---------- Testo di riferimento
E’ semplice e divertente risalire e non regredire. E’ come se fosse il rafforzamento di una presa di coscienza. Anna sa di sé e della sua femminilità e si è riscattata dalla madre. Anna è appagata. Magari in sogno si è spaventata, ma dopo ha risolto anche la paura e ha rivisto la sua emancipazione e la sua autonomia psichica. Bisogna vivere la madre nella sua sacralità e nella giusta dimensione psichica e non come un ostacolo all’affermazione. L’identificazione si è risolta nell’identità, per cui ”Anna è contenta e soddisfatta di se stessa.”

La prognosi impone ad Anna di godere delle sue conquiste psichiche e di rafforzare il suo rapporto con la madre con una finalità generosa dopo aver tanto ricevuto. I genitori anziani vanno adottati dai figli e non depositati dolcemente in case di riposo, i nuovi “lager”. Anna deve portare avanti la sua autonomia con un intento donativo.
--------------------
---------- Dati estratti
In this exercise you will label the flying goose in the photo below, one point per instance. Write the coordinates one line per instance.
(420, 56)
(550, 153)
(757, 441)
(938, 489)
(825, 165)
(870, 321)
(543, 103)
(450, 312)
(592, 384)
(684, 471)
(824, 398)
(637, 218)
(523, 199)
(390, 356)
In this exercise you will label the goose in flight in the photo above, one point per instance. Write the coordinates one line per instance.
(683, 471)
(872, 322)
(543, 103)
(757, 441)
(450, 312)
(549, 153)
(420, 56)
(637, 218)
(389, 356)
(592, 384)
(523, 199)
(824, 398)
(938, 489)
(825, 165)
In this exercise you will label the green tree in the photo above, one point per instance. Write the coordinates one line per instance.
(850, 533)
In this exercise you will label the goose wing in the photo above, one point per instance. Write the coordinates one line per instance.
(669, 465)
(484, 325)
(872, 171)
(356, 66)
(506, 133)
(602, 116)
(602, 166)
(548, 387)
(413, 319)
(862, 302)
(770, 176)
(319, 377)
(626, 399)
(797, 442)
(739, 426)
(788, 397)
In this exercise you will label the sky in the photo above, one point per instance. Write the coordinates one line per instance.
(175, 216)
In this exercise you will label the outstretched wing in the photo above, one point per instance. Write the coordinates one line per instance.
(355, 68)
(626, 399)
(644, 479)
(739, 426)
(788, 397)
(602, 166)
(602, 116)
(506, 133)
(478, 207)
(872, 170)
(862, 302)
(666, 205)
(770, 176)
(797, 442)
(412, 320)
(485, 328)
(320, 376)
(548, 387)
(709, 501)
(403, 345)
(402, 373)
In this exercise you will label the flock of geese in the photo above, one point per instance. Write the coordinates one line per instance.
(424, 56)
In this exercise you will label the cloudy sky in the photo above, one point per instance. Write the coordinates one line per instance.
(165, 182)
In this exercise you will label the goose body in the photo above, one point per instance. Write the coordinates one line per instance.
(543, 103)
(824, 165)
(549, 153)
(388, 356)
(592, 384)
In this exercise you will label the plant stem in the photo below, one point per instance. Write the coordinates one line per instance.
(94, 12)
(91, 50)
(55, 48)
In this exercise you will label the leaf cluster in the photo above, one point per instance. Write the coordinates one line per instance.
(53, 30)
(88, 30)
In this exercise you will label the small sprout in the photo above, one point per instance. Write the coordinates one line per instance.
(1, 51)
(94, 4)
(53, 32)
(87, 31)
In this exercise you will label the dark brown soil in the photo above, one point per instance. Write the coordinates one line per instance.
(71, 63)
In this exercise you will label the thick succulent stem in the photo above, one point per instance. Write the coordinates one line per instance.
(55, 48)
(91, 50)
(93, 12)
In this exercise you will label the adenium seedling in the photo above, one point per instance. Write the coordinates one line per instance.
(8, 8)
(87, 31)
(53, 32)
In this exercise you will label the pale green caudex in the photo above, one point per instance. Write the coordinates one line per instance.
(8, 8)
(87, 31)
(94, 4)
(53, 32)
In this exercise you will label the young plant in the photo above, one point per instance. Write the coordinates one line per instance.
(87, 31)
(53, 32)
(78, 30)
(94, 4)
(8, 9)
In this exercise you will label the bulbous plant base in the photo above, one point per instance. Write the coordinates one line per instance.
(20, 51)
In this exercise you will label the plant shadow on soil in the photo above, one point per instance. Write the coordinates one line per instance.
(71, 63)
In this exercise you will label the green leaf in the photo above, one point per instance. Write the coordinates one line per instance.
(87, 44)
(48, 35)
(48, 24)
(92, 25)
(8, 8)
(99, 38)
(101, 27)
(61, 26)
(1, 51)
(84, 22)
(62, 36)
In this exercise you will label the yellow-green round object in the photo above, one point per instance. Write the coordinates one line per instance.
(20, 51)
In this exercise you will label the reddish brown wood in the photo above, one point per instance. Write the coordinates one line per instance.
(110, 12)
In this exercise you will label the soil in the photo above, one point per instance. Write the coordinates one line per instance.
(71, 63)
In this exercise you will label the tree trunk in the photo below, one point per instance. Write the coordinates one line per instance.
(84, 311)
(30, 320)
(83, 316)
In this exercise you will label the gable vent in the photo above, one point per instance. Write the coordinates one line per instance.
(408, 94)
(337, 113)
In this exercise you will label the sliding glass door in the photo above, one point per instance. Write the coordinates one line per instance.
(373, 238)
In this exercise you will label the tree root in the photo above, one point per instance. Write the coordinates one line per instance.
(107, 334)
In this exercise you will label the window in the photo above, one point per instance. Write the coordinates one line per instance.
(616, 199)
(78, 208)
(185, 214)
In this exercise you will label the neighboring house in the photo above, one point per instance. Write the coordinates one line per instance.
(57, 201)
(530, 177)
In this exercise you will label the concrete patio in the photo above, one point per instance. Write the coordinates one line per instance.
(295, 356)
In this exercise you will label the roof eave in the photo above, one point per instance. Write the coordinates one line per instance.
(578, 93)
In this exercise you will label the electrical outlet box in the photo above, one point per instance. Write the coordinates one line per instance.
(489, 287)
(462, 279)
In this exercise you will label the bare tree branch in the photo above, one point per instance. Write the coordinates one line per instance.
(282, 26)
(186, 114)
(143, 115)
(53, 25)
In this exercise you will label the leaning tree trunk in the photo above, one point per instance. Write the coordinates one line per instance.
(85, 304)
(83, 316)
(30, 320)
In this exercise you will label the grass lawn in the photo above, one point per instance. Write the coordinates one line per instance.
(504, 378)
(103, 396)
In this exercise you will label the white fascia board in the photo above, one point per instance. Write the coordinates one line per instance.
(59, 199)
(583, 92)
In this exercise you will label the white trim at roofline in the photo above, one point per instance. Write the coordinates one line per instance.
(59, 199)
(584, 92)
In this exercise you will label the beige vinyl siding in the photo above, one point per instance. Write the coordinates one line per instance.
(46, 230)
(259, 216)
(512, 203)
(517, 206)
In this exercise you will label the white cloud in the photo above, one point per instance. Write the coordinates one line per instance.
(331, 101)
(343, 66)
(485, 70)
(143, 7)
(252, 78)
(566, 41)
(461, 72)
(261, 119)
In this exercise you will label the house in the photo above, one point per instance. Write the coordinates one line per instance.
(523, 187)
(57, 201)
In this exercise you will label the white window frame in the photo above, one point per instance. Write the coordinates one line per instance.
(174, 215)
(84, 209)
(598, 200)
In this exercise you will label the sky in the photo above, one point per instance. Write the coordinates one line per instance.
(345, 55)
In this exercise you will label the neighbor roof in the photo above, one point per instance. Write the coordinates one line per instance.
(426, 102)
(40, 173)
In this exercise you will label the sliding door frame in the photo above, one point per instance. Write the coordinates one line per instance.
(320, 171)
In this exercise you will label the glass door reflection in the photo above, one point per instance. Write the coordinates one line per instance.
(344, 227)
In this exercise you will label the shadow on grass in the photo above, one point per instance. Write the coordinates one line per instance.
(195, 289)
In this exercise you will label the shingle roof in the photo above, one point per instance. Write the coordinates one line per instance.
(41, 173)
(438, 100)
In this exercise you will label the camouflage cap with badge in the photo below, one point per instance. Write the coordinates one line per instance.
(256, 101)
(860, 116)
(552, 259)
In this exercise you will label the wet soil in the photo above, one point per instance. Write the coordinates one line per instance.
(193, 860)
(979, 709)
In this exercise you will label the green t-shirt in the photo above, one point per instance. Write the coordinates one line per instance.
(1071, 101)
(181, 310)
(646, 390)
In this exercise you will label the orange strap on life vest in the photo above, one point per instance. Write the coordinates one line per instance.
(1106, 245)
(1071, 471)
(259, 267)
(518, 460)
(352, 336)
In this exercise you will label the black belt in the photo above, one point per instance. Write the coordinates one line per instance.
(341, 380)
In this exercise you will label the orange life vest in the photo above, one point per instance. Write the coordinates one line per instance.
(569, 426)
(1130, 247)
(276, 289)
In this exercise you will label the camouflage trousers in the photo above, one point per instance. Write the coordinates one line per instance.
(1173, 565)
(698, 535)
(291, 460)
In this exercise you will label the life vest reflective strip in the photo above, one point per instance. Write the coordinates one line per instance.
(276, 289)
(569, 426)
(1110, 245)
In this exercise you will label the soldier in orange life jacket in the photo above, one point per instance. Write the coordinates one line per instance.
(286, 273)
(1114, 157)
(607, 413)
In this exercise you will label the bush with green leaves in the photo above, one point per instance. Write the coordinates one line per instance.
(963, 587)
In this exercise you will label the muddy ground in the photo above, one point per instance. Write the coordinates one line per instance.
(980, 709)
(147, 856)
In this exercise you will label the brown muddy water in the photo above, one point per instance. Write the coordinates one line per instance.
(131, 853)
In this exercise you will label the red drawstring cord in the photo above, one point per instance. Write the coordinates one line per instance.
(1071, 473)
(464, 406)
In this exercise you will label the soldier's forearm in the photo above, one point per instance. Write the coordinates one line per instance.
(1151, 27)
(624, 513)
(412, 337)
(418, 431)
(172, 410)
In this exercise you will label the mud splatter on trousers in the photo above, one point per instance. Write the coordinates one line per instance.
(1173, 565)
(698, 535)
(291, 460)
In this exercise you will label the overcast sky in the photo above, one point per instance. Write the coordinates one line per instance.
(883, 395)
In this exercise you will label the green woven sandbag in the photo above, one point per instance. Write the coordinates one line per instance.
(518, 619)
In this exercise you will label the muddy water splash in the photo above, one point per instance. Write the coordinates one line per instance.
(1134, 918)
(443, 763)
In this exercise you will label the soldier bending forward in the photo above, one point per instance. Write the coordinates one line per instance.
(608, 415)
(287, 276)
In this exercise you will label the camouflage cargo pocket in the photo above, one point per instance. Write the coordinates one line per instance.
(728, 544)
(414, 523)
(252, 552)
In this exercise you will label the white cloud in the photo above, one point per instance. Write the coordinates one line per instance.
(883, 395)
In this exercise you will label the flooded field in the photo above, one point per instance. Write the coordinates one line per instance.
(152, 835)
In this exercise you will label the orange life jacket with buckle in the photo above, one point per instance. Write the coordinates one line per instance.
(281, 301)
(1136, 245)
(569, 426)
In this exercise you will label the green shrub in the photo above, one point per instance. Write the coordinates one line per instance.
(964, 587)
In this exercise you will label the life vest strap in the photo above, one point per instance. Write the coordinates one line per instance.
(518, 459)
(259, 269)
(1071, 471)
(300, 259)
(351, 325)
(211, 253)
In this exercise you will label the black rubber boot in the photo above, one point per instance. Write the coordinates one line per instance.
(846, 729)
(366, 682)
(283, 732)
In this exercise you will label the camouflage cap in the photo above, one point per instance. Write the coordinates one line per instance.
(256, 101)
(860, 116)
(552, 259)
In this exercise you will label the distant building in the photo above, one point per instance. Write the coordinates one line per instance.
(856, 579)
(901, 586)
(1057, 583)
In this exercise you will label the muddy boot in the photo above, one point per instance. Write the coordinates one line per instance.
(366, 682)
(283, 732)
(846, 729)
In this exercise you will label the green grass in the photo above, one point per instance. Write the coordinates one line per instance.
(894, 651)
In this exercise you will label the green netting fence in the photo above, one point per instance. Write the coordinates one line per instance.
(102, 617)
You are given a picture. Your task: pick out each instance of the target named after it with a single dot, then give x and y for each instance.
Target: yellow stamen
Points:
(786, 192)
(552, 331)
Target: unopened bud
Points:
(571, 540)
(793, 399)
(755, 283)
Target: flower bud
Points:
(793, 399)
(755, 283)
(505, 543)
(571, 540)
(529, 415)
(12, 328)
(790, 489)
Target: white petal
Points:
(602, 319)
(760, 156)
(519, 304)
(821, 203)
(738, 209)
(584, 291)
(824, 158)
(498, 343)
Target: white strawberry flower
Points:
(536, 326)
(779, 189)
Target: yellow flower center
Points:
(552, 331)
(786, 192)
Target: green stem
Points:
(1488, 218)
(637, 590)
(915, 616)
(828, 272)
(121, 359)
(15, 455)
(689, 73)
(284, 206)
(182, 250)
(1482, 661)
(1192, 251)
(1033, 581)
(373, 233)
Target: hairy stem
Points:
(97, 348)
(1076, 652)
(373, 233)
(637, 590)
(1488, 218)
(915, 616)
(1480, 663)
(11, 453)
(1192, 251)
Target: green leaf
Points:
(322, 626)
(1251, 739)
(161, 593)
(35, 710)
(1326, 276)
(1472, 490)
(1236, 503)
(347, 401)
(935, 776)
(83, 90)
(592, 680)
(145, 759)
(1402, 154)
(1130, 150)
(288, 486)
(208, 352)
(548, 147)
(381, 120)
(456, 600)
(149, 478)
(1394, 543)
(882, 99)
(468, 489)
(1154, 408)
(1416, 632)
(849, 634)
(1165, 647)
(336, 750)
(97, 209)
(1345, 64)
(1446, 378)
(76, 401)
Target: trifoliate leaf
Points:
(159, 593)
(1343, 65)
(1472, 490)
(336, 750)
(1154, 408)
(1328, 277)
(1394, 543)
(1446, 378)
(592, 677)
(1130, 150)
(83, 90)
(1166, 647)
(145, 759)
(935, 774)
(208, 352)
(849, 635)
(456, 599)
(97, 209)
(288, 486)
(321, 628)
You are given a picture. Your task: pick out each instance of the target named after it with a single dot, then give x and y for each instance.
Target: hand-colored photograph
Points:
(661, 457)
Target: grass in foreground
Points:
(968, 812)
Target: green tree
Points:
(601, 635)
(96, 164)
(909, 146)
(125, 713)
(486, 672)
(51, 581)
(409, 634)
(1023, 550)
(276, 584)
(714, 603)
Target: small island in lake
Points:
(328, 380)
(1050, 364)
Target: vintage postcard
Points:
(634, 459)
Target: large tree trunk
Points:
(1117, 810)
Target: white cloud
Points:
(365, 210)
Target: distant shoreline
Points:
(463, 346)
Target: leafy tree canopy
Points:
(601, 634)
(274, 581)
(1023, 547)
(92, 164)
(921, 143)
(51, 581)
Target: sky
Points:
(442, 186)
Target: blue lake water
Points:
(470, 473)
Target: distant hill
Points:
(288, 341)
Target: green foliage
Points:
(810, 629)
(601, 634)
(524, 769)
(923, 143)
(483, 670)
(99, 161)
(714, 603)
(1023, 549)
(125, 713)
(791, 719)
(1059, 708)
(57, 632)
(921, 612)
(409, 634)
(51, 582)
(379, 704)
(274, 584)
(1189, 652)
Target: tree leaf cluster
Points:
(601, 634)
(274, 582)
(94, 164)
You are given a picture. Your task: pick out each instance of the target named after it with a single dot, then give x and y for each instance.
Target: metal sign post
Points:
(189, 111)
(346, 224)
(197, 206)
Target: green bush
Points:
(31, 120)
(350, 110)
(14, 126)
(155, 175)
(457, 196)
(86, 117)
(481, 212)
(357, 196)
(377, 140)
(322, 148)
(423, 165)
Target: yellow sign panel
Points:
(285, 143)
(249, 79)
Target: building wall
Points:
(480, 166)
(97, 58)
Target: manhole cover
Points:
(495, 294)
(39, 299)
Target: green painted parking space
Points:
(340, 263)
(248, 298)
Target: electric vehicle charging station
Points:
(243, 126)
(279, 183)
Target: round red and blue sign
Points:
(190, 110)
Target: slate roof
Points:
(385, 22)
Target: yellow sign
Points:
--------------------
Domande di studio:
1. Rispondi a ciascuna domanda sul testo su Anna, una per riga:
(a) Da chi si è riscattata Anna?
(b) Come vengono definite le case di riposo?
(c) Con quale intento Anna deve portare avanti la sua autonomia?
2. Elenca tutti gli aggettivi che nel testo su Anna seguono direttamente le parole "Anna è" o sono coordinati a quelli.

Le tue risposte:
1.
(a) Dalla madre.
(b) I nuovi "lager".
(c) Con un intento donativo.

2. appagata, contenta, soddisfatta